ENUNCIADO: Transcreve o trecho do texto sobre a nomeação para cargos públicos desde "Mas, o modelo" até "possibilidade de renovação.", alterando "revisão constitucional" para "reforma constitucional".

EXCERTO DO TEXTO:

Mas, o modelo de escolha do cargo está repleto de críticas políticas. E a culpa começa no sistema. Esta é, pelo menos, a opinião do presidente do Sindicato dos Magistrados do Ministério Público (SMMP), António Ventinhas. Para este responsável a solução passaria por mandatos únicos, distendidos no tempo, sem espaço para uma recondução e mais escrutínio. E claro uma revisão constitucional para o efeito.

Em declarações ao i, António Ventinhas sustenta que mandatos como os da procuradora-geral da República ou do presidente do Tribunal de Contas deveriam ser harmonizados para um prazo de seis a sete anos, sem possibilidade de renovação.

“O que defendo é que todos estes processo são extremamente opacos”, afirma António Ventinhas, sem se pronunciar sobre casos em concreto. O presidente do SMMP já tinha advogado (num artigo de opinião na Sábado) uma revisão constitucional para criar mandatos únicos nestes casos, mas também encontrar uma solução para que a nomeação destes protagonistas tenha maior escrutínio. Ao i, António Ventinhas lembra, por exemplo, que a “nomeação de pessoas para o conselho de fiscalização das secretas ou outro tipo de cargos” são alvos de audições públicas, escrutínio, audiências no Parlamento. “Aqui nem se sabe quem são as pessoas. É tudo feito no segredo em que as coisas acontecem”, contrapõe o dirigente sindical em relação aos cargos de procuradora-geral da República ou do presidente do Tribunal de Contas, seja qual for o Governo ou chefe de Estado. No caso, por exemplo, do Tribunal de Contas, Ventinhas lembra que o sistema prevê que “um governo nomeie o presidente do Tribunal de Contas que é quem lhe fiscaliza as contas e faz o controlo de tudo. O sistema permite isto”. E numa altura em que tanto se discute planos de prevenção de corrupção, a forma de nomeação de alguns cargos permite verificar que “basicamente os jogadores escolhem os árbitros para todos os jogos. As equipas andam a escolher os árbitros”, alerta.

Também o ex-presidente da Associação Cívica Transparência e Integridade, João Paulo Batalha, não poupa nas palavras. “Este modelo que está na Constituição, quer para a Procuradoria-Geral da República, quer para o Tribunal de Contas, é o pior possível, porque é um modelo opaco e de acordo de cavalheiros, no limite, entre duas pessoas que são o primeiro-ministro e Presidente da República”, declarou ao i João Paulo Batalha, insistindo que “o que ficou perfeitamente evidente neste caso é que o Presidente da República assinou de cruz a sugestão do Governo” e que é necessário criar formas de escrutínio, garantir audições para estes cargos ou até concursos públicos. Basta que o Parlamento queira mexer na legislação, mesmo sem uma revisão constitucional, porque “o processo em si não dá nenhuma segurança”.

(Registos de origem)
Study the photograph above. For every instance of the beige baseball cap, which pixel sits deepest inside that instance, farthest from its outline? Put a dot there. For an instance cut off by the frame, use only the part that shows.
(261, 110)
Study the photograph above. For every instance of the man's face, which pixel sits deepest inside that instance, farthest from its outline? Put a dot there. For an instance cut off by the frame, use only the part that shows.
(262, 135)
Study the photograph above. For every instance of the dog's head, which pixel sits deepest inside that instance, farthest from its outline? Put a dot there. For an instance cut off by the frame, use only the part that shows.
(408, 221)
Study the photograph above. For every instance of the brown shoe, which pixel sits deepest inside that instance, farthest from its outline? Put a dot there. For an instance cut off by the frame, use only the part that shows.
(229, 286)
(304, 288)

RESPOSTA:
Mas, o modelo de escolha do cargo está repleto de críticas políticas. E a culpa começa no sistema. Esta é, pelo menos, a opinião do presidente do Sindicato dos Magistrados do Ministério Público (SMMP), António Ventinhas. Para este responsável a solução passaria por mandatos únicos, distendidos no tempo, sem espaço para uma recondução e mais escrutínio. E claro uma reforma constitucional para o efeito.

Em declarações ao i, António Ventinhas sustenta que mandatos como os da procuradora-geral da República ou do presidente do Tribunal de Contas deveriam ser harmonizados para um prazo de seis a sete anos, sem possibilidade de renovação.